Compiti
1/ Elenca tutte le persone indicate con nome e cognome nel brano sulle ricercatrici dello Spallanzani.
2/ Trascrivi dal brano sulle ricercatrici dello Spallanzani il passo che va da "La dottoressa Capobianchi, direttrice" a "microbiologia e virologia.".

Sono rispettivamente originarie delle Sicilia, Campania e Molise ed una di loro è ancora precaria, nonostante lavori da 6 anni presso l’istituto romano. Il team è composto da Francesca Colavita, molisana e ricercatrice precaria, dalla siciliana Concetta Castilletti e dalla virologa Maria Rosaria Capobianchi, originaria del Napoletano.

La dottoressa Capobianchi, direttrice del laboratorio di virologia, è nata a Procida 67 anni fa, si è laureata in scienze biologiche e si è specializzata in microbiologia. La dottoressa Concetta Castilletti è invece la responsabile dell’unità virus emergenti dell’Istituto Spallanzani, dove lavora dal 2000. È soprannominata “mani d’oro“, come ha raccontato il direttore dell’Istituto Giuseppe Ippolito. Nata nel 1963, è specializzata in microbiologia e virologia.

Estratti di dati

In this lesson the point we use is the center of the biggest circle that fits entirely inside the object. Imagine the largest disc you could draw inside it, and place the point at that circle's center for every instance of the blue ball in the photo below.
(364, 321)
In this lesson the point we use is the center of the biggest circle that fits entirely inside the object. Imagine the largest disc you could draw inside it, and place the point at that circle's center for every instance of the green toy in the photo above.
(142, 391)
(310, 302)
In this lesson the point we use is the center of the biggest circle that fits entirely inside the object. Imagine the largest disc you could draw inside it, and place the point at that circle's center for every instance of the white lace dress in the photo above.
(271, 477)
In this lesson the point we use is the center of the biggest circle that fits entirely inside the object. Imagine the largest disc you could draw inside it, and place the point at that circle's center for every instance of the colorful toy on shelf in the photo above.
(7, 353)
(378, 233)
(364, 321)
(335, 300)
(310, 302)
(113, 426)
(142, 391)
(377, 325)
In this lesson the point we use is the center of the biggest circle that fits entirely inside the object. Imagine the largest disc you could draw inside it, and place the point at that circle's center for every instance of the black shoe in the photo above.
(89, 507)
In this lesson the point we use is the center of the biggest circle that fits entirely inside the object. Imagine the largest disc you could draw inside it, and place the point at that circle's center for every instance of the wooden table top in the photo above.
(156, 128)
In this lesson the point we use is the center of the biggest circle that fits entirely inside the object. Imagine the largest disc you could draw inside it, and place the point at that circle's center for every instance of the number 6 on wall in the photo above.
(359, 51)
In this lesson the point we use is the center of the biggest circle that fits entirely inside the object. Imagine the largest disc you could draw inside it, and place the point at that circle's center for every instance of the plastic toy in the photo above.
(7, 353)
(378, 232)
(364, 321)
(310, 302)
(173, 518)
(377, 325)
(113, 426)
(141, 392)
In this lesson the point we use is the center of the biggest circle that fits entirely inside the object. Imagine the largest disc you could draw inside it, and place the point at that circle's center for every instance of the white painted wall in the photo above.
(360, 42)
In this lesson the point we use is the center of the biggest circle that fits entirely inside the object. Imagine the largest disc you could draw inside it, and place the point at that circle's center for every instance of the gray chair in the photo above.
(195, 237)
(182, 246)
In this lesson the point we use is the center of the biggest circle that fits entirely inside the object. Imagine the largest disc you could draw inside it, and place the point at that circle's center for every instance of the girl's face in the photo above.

Risposte date
1/
Francesca Colavita
Concetta Castilletti
Maria Rosaria Capobianchi
Giuseppe Ippolito

2/
La dottoressa Capobianchi, direttrice del laboratorio di virologia, è nata a Procida 67 anni fa, si è laureata in scienze biologiche e si è specializzata in microbiologia. La dottoressa Concetta Castilletti è invece la responsabile dell’unità virus emergenti dell’Istituto Spallanzani, dove lavora dal 2000. È soprannominata “mani d’oro“, come ha raccontato il direttore dell’Istituto Giuseppe Ippolito. Nata nel 1963, è specializzata in microbiologia e virologia.